Dataset rows:
——

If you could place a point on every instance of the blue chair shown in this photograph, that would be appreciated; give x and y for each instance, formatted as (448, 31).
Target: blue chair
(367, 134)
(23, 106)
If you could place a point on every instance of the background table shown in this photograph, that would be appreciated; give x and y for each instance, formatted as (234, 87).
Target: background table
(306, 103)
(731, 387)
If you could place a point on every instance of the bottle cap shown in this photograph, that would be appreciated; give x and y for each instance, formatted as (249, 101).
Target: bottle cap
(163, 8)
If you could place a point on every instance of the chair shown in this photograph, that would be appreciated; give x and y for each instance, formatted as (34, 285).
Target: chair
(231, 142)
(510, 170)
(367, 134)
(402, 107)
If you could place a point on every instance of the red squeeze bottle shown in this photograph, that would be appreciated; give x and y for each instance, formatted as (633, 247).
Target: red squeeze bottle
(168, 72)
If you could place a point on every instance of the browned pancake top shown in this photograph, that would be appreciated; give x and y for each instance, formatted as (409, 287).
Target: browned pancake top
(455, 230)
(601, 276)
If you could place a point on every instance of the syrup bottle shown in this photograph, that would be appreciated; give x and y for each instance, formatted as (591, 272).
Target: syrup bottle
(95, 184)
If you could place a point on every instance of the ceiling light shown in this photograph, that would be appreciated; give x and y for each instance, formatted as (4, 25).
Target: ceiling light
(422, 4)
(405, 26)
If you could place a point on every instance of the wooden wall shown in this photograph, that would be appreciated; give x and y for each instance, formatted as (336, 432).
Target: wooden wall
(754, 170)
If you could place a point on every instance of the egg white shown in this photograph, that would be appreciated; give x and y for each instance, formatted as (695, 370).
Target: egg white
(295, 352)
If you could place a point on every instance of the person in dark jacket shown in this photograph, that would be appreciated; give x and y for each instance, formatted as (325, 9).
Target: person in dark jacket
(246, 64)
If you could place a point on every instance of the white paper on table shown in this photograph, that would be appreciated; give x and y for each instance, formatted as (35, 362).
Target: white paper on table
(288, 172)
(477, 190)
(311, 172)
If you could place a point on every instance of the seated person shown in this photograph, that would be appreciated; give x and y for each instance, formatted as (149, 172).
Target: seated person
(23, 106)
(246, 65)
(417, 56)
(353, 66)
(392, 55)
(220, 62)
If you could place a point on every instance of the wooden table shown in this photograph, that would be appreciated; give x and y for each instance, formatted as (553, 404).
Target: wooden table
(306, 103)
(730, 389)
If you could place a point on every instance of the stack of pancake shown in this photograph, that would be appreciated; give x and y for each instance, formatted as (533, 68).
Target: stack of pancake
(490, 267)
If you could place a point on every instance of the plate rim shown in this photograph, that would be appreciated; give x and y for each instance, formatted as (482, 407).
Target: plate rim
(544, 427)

——

> Your task
Output every line above without altering anything.

> The output
If you could place a point on every instance of the blue chair shown in this photograph, that would be appreciated; give x and y for each instance, formatted as (448, 31).
Target: blue chair
(367, 134)
(23, 106)
If you could place a point on every instance of the background table shown in this photograph, that would be appreciated; give x and y for each instance, formatted as (234, 87).
Target: background table
(306, 103)
(731, 387)
If you could place a point on every instance of the bottle cap shown in this photograph, that would be appreciated; give x and y for each instance, formatted as (249, 101).
Target: bottle cap
(163, 8)
If you could place a point on every instance of the chair shown in this photograph, that would be appreciated; give x and y for each instance, formatted as (34, 285).
Target: chair
(231, 142)
(510, 170)
(367, 134)
(402, 107)
If you could place a point on every instance of the red squeeze bottle shown in this photograph, that would be appreciated; give x and y for each instance, formatted as (633, 247).
Target: red squeeze bottle
(168, 72)
If you could place a point on every instance of the browned pancake top shown in this photograph, that would be appreciated; give x and y for each instance, formatted as (409, 287).
Target: browned pancake top
(455, 230)
(601, 276)
If you could place a point on every instance of the syrup bottle shown in this photograph, that would be appreciated; give x and y for each instance, formatted as (591, 272).
Target: syrup bottle
(95, 184)
If you could place a point on every instance of the ceiling light shown in this photograph, that would be appreciated; give x and y for each instance, formatted as (4, 25).
Target: ceiling light
(422, 4)
(405, 26)
If you could place a point on every instance of the wooden wall shown in this photograph, that would be appreciated; give x and y for each instance, formatted as (336, 432).
Target: wooden wall
(754, 170)
If you could place a point on every instance of the egg white shown in this photograph, that would be appreciated; give x and y for each instance, formatted as (695, 370).
Target: egg white
(295, 352)
If you could place a point on every instance of the person in dark jacket shown in this photograph, that would be appreciated; give x and y for each instance, formatted as (325, 9).
Target: person in dark jacket
(246, 64)
If you could place a point on every instance of the white paper on table shown in this photograph, that would be appreciated; give x and y for each instance, formatted as (35, 362).
Target: white paper on table
(288, 172)
(477, 190)
(311, 172)
If you could place a point on every instance of the seated person shown in this photograph, that would be appreciated; give x and y for each instance, formatted as (149, 172).
Target: seated person
(23, 106)
(246, 65)
(417, 56)
(353, 66)
(392, 55)
(220, 62)
If you could place a point on every instance of the wooden table shown in this photograph, that would be appreciated; give x and y for each instance, formatted as (553, 404).
Target: wooden table
(306, 103)
(730, 389)
If you could place a point on every instance of the stack of pancake shown in this photograph, that would be appreciated; give x and y for each instance, formatted as (533, 68).
Target: stack of pancake
(490, 267)
If you could place a point on every instance of the plate rim shown in this photograph, that would be appreciated; give x and y for each instance, formatted as (482, 407).
Target: plate rim
(544, 427)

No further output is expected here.